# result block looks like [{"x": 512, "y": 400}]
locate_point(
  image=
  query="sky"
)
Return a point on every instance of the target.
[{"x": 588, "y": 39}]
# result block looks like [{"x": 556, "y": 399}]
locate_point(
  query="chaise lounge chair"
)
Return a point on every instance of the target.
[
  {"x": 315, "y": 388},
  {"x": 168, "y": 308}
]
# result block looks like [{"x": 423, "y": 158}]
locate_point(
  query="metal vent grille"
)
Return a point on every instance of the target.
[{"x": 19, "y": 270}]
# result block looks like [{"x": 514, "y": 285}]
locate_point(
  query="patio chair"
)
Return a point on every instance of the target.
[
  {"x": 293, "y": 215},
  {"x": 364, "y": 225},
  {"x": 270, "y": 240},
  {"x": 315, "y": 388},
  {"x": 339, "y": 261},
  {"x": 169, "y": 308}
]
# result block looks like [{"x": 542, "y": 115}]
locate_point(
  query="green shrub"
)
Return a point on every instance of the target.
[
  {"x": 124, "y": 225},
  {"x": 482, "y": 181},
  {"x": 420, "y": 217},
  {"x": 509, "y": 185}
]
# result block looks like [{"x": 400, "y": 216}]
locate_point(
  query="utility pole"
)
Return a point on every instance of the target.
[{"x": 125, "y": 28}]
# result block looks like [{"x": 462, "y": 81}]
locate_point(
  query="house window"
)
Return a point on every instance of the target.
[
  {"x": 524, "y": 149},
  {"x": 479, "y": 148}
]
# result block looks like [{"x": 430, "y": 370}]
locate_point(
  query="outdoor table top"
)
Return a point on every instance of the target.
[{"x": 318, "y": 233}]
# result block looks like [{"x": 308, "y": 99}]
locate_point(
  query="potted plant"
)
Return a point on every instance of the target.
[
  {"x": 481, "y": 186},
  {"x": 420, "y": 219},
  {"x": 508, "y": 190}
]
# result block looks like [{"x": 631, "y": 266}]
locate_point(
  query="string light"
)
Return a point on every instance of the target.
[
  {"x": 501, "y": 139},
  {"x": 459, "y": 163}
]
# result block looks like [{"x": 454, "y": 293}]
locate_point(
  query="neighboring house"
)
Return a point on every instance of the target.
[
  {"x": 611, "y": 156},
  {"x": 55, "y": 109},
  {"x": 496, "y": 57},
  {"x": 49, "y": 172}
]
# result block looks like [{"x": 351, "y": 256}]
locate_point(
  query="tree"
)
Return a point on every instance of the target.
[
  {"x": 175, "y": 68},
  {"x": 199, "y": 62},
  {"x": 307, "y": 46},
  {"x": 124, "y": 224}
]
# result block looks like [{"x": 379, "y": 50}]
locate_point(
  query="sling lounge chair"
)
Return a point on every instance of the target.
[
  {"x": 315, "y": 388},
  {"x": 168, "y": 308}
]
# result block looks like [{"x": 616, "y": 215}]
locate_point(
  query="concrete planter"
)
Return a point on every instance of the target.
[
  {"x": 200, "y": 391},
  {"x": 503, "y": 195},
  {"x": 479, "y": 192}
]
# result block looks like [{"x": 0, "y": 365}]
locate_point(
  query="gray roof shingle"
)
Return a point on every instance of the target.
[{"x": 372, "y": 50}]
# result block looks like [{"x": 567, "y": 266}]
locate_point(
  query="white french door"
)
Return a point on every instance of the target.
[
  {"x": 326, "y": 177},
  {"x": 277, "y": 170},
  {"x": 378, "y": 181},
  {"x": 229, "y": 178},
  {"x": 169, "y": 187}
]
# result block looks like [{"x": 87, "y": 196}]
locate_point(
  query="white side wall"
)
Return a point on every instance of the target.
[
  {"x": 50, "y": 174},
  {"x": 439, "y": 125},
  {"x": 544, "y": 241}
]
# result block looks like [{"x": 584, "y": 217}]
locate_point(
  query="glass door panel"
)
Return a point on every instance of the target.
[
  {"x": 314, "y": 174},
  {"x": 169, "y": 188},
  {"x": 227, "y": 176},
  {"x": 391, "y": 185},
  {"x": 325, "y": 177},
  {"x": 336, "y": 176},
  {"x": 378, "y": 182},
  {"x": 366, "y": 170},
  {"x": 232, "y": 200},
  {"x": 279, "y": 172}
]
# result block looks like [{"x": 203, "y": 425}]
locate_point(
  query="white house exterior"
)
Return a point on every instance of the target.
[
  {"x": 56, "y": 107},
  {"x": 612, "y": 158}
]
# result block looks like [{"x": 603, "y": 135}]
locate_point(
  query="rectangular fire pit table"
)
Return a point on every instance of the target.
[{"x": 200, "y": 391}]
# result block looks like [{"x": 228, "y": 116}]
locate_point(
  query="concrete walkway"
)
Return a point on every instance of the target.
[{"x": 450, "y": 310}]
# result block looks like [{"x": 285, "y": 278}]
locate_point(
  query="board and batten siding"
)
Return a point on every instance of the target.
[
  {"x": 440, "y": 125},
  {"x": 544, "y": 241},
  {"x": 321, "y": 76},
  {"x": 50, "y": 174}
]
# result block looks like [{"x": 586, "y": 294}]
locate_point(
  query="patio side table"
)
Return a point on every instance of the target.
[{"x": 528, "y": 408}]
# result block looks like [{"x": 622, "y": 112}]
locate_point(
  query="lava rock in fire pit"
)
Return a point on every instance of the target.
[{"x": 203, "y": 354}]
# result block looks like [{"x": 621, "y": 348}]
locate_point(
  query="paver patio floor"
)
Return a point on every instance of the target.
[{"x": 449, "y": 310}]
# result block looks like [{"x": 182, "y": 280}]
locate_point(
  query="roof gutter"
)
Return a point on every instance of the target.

---*---

# What the exercise asks
Transcribe all lines as written.

# Response to this exercise
# result block looks like [{"x": 512, "y": 400}]
locate_point(
  image=
  query="sky"
)
Return a point on every instance of the target.
[{"x": 588, "y": 39}]
# result block looks like [{"x": 556, "y": 399}]
locate_point(
  query="chaise lounge chair"
)
Return a point on every instance of the target.
[
  {"x": 315, "y": 388},
  {"x": 168, "y": 308}
]
# result block looks like [{"x": 423, "y": 158}]
locate_point(
  query="metal vent grille"
)
Return a point on every instance of the target.
[{"x": 19, "y": 270}]
# result block looks like [{"x": 514, "y": 285}]
locate_point(
  query="patio chair"
)
Return a point on every instance of the target.
[
  {"x": 293, "y": 215},
  {"x": 364, "y": 225},
  {"x": 270, "y": 240},
  {"x": 315, "y": 388},
  {"x": 339, "y": 261},
  {"x": 169, "y": 308}
]
# result block looks like [{"x": 542, "y": 115}]
locate_point(
  query="green shrub"
)
Return a point on every instance of the target.
[
  {"x": 124, "y": 225},
  {"x": 482, "y": 181},
  {"x": 420, "y": 217},
  {"x": 509, "y": 185}
]
# result block looks like [{"x": 400, "y": 216}]
locate_point(
  query="utility pole"
)
Return a point on every instance of the target.
[{"x": 125, "y": 28}]
# result block looks like [{"x": 462, "y": 81}]
locate_point(
  query="house window"
)
Return a point on every instance of the target.
[
  {"x": 524, "y": 149},
  {"x": 479, "y": 148}
]
# result block looks like [{"x": 430, "y": 370}]
locate_point(
  query="outdoor table top"
)
Return a point on every instance of the target.
[{"x": 318, "y": 233}]
# result block looks like [{"x": 308, "y": 99}]
locate_point(
  query="potted plant"
)
Return a point on every instance of the target.
[
  {"x": 481, "y": 186},
  {"x": 420, "y": 219},
  {"x": 508, "y": 190}
]
# result block looks like [{"x": 631, "y": 266}]
locate_point(
  query="string light"
)
Return a point on every instance of the target.
[
  {"x": 501, "y": 139},
  {"x": 459, "y": 163}
]
# result block looks like [{"x": 454, "y": 293}]
locate_point(
  query="neighboring house"
)
Return a point on every instance of the target.
[
  {"x": 611, "y": 156},
  {"x": 55, "y": 109},
  {"x": 496, "y": 57},
  {"x": 49, "y": 172}
]
# result block looks like [{"x": 351, "y": 256}]
locate_point(
  query="tree"
)
Return a point on every instance of the target.
[
  {"x": 175, "y": 68},
  {"x": 199, "y": 62},
  {"x": 307, "y": 46},
  {"x": 124, "y": 224}
]
# result block looks like [{"x": 379, "y": 50}]
locate_point(
  query="sling lounge chair"
)
Return a point on every instance of the target.
[
  {"x": 315, "y": 388},
  {"x": 168, "y": 308}
]
# result block looks like [{"x": 616, "y": 215}]
locate_point(
  query="concrete planter"
)
Return a point on every instance of the target.
[
  {"x": 200, "y": 391},
  {"x": 503, "y": 195},
  {"x": 479, "y": 192}
]
# result block looks like [{"x": 0, "y": 365}]
locate_point(
  query="gray roof shingle"
)
Return a point on every instance of the target.
[{"x": 372, "y": 50}]
# result block looks like [{"x": 567, "y": 266}]
locate_point(
  query="white french door"
)
Return a point on every instance of the target.
[
  {"x": 326, "y": 177},
  {"x": 277, "y": 170},
  {"x": 378, "y": 181},
  {"x": 229, "y": 178},
  {"x": 169, "y": 187}
]
# result block looks like [{"x": 87, "y": 196}]
locate_point(
  query="white side wall"
)
Return a point on every instance of the target.
[
  {"x": 50, "y": 174},
  {"x": 439, "y": 125},
  {"x": 544, "y": 241}
]
# result block looks like [{"x": 584, "y": 217}]
locate_point(
  query="glass door panel"
)
Return a point on every instance of the target.
[
  {"x": 314, "y": 174},
  {"x": 169, "y": 188},
  {"x": 227, "y": 176},
  {"x": 391, "y": 185},
  {"x": 325, "y": 177},
  {"x": 336, "y": 176},
  {"x": 378, "y": 182},
  {"x": 366, "y": 170},
  {"x": 232, "y": 200},
  {"x": 279, "y": 172}
]
# result block looks like [{"x": 203, "y": 425}]
locate_point(
  query="white house exterior"
)
Return a point on every instance of the target.
[
  {"x": 56, "y": 107},
  {"x": 612, "y": 158}
]
# result block looks like [{"x": 603, "y": 135}]
locate_point(
  query="rectangular fire pit table"
)
Return a point on every instance of the target.
[{"x": 200, "y": 391}]
# result block looks like [{"x": 228, "y": 116}]
locate_point(
  query="concrete walkway"
)
Return a point on every instance of the target.
[{"x": 450, "y": 310}]
# result block looks like [{"x": 285, "y": 278}]
locate_point(
  query="board and batten siding"
)
Return a point on every instance of the target.
[
  {"x": 440, "y": 125},
  {"x": 544, "y": 241},
  {"x": 321, "y": 76},
  {"x": 50, "y": 174}
]
# result block looks like [{"x": 586, "y": 294}]
locate_point(
  query="patio side table"
)
Return a point on every instance of the target.
[{"x": 528, "y": 408}]
# result block looks like [{"x": 622, "y": 112}]
locate_point(
  query="lava rock in fire pit"
)
Return a point on every instance of the target.
[{"x": 203, "y": 354}]
# result block looks like [{"x": 621, "y": 348}]
locate_point(
  query="paver patio floor"
)
Return a point on every instance of the target.
[{"x": 449, "y": 310}]
# result block looks like [{"x": 182, "y": 280}]
locate_point(
  query="roof gutter"
)
Return a point on every instance of the target.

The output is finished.